Problem description -
Locate every line in the entries below that contains the word "ceiling" and copy each one. Case counts, so match only that exact capitalization.

* START Data rows *

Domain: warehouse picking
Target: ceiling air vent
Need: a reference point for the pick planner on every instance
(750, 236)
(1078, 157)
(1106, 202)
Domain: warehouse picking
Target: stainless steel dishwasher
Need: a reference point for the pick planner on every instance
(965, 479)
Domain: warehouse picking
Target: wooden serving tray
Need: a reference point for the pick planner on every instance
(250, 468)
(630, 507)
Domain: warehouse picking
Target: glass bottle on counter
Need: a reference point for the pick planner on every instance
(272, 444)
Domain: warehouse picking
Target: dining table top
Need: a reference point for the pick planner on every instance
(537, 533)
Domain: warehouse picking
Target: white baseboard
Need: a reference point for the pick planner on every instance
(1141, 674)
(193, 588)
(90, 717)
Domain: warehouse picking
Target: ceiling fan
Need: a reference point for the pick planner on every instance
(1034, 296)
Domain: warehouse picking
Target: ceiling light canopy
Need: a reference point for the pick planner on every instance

* END Data rows *

Solved exercise -
Target: ceiling air vent
Target: ceiling fan
Target: ceiling light canopy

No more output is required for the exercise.